▶ Description of the task: The data should be printed again, exactly.
--- --- ---
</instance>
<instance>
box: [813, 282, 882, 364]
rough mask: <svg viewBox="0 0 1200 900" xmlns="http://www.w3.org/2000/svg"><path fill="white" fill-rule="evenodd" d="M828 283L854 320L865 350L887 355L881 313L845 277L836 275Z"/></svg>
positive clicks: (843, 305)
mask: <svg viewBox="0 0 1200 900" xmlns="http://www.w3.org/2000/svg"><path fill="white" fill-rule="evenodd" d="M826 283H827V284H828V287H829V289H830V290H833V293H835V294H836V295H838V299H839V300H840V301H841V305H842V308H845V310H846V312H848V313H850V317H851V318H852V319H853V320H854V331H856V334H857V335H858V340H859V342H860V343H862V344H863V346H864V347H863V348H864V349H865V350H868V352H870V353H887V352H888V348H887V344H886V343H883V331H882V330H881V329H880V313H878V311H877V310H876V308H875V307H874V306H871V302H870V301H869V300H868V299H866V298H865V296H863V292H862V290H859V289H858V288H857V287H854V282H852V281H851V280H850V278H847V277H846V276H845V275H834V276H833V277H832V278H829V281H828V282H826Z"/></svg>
--- --- ---
▶ Expected answer:
</instance>
<instance>
box: [813, 282, 882, 364]
rough mask: <svg viewBox="0 0 1200 900" xmlns="http://www.w3.org/2000/svg"><path fill="white" fill-rule="evenodd" d="M828 283L854 320L865 350L887 355L881 313L845 277L836 275Z"/></svg>
positive clicks: (843, 305)
mask: <svg viewBox="0 0 1200 900" xmlns="http://www.w3.org/2000/svg"><path fill="white" fill-rule="evenodd" d="M826 283H827V284H828V287H829V289H830V290H833V293H835V294H836V295H838V299H839V300H840V301H841V305H842V308H845V310H846V312H848V313H850V317H851V318H852V319H853V320H854V331H856V334H857V335H858V340H859V342H860V343H862V344H863V346H864V347H863V348H864V349H865V350H868V352H870V353H887V352H888V348H887V344H886V343H883V331H882V330H881V329H880V313H878V311H877V310H876V308H875V307H874V306H871V302H870V301H869V300H868V299H866V298H865V296H863V292H862V290H859V289H858V288H857V287H854V282H852V281H851V280H850V278H847V277H846V276H845V275H834V276H833V277H832V278H829V281H828V282H826Z"/></svg>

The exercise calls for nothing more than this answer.